### Directions for this task:
Replace every "Target" with "Object" in the items below, and write out all their lines again with nothing else changed. Leave out the pictures.

******************************

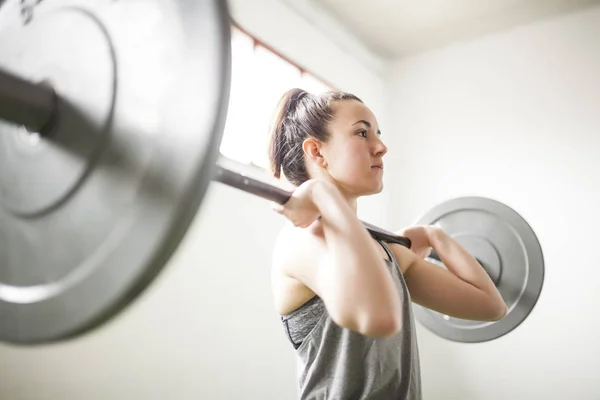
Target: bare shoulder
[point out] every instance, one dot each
(405, 256)
(296, 254)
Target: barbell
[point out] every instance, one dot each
(111, 118)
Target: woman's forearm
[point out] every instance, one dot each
(458, 261)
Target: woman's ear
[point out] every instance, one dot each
(313, 151)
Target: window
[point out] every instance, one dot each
(259, 78)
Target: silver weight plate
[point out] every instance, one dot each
(507, 248)
(91, 213)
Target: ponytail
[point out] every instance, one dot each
(297, 116)
(278, 141)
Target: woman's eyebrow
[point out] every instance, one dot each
(367, 123)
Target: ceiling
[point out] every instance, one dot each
(395, 28)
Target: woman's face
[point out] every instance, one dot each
(354, 152)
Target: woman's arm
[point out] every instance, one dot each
(345, 269)
(464, 290)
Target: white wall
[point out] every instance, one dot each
(206, 329)
(515, 117)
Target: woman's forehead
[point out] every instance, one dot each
(348, 112)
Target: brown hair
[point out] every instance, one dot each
(298, 115)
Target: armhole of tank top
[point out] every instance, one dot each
(310, 335)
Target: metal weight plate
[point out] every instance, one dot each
(507, 248)
(91, 213)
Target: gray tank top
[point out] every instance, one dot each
(335, 363)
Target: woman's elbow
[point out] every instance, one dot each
(375, 325)
(498, 310)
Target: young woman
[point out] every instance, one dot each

******************************

### Complete output:
Object: bare shoulder
[point out] every instance, one dot each
(405, 256)
(296, 254)
Object: barbell
[point out] every instance, one dot each
(111, 118)
Object: woman's forearm
[point out] every instance, one dot each
(458, 261)
Object: woman's ear
[point out] every instance, one dot each
(313, 151)
Object: window
[point out] every instance, one dot each
(259, 78)
Object: silver weight plate
[point out] every instance, one dot each
(507, 248)
(91, 213)
Object: ponytail
[point out] every instance, one dot each
(297, 116)
(278, 141)
Object: woman's eyebrow
[point out] every instance, one dot each
(367, 123)
Object: ceiling
[point out] every instance, one dot each
(395, 28)
Object: woman's face
[point out] every instance, one dot each
(354, 152)
Object: woman's arm
[point out] every instance, one dot each
(345, 269)
(464, 290)
Object: white wall
[point out] every instance, one dot each
(206, 329)
(515, 117)
Object: woman's forehead
[point out] every instance, one dot each
(348, 112)
Object: brown hair
[point out] every instance, one dot each
(298, 115)
Object: armhole of tank top
[point out] every instance, one dot each
(310, 335)
Object: metal weight plate
[point out] every instance, one dot each
(507, 248)
(91, 213)
Object: gray tank top
[point out] every instance, one dot each
(335, 363)
Object: woman's elbow
[point out] every instance, one dot each
(375, 325)
(498, 310)
Object: young woman
[point out] every instance, one dot each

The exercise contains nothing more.